─── Gekozen fragment ───

Verder komt uit het dossier en de verklaring van verdachte tijdens de terechtzitting naar voren dat verdachte een zeer broze gezondheid heeft. Door verschillende aandoeningen en operaties in het verleden heeft verdachte een beperkte conditie en komt hij weinig buitenshuis.
Conclusie
Gelet op de gezondheid van de verdachte is de rechtbank van oordeel dat het opleggen van een onvoorwaardelijke gevangenisstraf of taakstraf niet opportuun is. Verder geven de justitiële documentatie en de gezondheid van de verdachte geen aanleiding te veronderstellen dat een reëel gevaar voor herhaling aan de orde is. De rechtbank zal volstaan met het opleggen van een geheel voorwaardelijke gevangenisstraf. Bij het bepalen van de hoogte hiervan is rekening gehouden met de omstandigheid dat verdachte voor een deel van het aangetroffen vuurwerk wordt ontslagen van alle rechtsvervolging zoals hiervoor overwogen.
6.4
De inbeslaggenomen voorwerpen
De officier van justitie heeft het standpunt ingenomen dat het inbeslaggenomen geldbedrag kan worden teruggegeven aan verdachte.
De raadsvrouw heeft betoogd dat het geldbedrag moet worden teruggegeven aan verdachte.

─── Geëxtraheerd materiaal ───

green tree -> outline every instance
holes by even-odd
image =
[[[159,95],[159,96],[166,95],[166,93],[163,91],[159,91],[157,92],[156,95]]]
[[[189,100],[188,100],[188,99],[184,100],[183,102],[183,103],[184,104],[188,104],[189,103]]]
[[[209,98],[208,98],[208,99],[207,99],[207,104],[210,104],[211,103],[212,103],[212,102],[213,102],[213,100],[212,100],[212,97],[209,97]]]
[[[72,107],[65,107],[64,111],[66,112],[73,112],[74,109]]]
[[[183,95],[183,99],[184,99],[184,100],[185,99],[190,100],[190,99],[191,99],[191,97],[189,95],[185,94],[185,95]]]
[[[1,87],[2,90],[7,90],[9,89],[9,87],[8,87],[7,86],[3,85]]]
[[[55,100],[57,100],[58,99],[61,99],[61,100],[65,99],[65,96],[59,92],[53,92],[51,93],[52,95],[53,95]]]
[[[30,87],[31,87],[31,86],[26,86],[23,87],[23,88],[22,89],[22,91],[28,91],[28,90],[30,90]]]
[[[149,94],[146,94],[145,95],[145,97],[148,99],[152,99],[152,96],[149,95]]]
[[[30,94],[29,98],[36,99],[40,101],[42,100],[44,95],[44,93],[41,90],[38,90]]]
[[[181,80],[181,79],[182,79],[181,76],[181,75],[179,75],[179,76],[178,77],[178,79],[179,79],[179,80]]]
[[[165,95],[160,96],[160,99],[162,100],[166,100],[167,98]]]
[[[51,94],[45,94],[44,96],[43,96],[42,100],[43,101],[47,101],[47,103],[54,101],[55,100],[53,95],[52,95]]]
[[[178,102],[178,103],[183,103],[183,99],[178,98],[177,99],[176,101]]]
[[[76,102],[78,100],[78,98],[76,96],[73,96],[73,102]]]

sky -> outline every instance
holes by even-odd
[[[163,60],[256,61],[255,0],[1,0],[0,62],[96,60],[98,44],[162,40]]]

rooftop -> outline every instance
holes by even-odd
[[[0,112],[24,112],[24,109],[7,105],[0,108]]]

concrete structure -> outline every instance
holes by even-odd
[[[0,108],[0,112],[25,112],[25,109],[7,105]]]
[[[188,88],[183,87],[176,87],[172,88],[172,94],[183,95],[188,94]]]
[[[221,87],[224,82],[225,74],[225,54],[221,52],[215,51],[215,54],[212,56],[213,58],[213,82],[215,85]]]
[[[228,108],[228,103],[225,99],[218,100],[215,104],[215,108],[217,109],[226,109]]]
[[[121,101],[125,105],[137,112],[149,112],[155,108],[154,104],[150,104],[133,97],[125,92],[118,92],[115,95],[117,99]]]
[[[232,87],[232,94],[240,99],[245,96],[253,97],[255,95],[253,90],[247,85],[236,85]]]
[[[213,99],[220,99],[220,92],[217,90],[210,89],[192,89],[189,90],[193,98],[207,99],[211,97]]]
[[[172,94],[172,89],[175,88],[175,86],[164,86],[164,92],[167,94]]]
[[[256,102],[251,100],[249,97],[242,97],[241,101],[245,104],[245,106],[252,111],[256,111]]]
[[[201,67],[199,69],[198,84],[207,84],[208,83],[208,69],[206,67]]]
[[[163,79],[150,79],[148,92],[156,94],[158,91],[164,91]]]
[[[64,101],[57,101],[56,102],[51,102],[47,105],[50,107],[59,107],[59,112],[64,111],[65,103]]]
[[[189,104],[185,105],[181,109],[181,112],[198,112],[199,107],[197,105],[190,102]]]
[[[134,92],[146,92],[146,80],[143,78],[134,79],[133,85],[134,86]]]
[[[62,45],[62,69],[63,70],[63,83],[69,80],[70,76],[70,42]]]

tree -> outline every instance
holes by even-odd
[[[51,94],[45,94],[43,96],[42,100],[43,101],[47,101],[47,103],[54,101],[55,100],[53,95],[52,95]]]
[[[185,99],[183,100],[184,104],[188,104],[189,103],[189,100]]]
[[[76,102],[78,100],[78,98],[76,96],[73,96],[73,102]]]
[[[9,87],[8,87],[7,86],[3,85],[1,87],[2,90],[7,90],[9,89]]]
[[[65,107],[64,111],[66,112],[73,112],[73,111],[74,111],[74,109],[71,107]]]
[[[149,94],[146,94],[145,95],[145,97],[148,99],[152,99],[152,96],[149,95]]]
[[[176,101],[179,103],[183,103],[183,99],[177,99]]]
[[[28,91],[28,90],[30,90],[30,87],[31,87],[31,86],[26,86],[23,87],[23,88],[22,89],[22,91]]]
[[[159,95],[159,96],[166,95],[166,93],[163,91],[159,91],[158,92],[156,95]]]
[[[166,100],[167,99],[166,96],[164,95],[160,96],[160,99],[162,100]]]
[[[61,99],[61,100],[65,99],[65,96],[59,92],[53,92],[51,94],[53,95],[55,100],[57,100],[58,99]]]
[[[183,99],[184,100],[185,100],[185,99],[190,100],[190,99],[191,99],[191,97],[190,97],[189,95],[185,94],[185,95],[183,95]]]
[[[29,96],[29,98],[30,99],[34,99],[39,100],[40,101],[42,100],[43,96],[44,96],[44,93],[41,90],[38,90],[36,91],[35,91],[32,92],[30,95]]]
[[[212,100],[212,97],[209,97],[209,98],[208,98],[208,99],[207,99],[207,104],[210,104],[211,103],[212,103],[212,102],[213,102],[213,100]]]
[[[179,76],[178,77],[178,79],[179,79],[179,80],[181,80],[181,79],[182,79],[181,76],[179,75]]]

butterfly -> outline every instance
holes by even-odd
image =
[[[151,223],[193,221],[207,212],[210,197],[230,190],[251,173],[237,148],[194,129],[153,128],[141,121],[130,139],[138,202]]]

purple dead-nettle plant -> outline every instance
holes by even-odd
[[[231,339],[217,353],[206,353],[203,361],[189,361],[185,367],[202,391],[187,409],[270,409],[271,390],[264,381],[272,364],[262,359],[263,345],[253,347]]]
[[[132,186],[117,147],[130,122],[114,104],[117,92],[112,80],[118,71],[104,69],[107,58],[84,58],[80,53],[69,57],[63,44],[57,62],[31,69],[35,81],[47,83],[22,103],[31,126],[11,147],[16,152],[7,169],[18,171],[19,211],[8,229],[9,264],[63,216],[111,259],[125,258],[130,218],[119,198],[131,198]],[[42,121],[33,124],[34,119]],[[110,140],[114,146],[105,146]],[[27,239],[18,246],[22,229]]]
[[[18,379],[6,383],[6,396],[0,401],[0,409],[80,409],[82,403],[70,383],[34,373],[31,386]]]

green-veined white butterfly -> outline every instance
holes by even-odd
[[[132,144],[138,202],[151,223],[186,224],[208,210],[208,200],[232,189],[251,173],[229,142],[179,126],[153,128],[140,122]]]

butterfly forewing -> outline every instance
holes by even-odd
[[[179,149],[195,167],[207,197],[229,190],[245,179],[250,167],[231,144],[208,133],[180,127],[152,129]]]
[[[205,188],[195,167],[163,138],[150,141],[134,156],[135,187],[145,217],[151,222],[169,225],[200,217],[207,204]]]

───

### Oefeningsdoel
Geef woordelijk weer uit het gekozen fragment: begin bij de woorden "Verder komt uit" en stop na "zoals hiervoor overwogen.". De gegevens komen uit een andere bron.

### Antwoord op opgave
Verder komt uit het dossier en de verklaring van verdachte tijdens de terechtzitting naar voren dat verdachte een zeer broze gezondheid heeft. Door verschillende aandoeningen en operaties in het verleden heeft verdachte een beperkte conditie en komt hij weinig buitenshuis.
Conclusie
Gelet op de gezondheid van de verdachte is de rechtbank van oordeel dat het opleggen van een onvoorwaardelijke gevangenisstraf of taakstraf niet opportuun is. Verder geven de justitiële documentatie en de gezondheid van de verdachte geen aanleiding te veronderstellen dat een reëel gevaar voor herhaling aan de orde is. De rechtbank zal volstaan met het opleggen van een geheel voorwaardelijke gevangenisstraf. Bij het bepalen van de hoogte hiervan is rekening gehouden met de omstandigheid dat verdachte voor een deel van het aangetroffen vuurwerk wordt ontslagen van alle rechtsvervolging zoals hiervoor overwogen.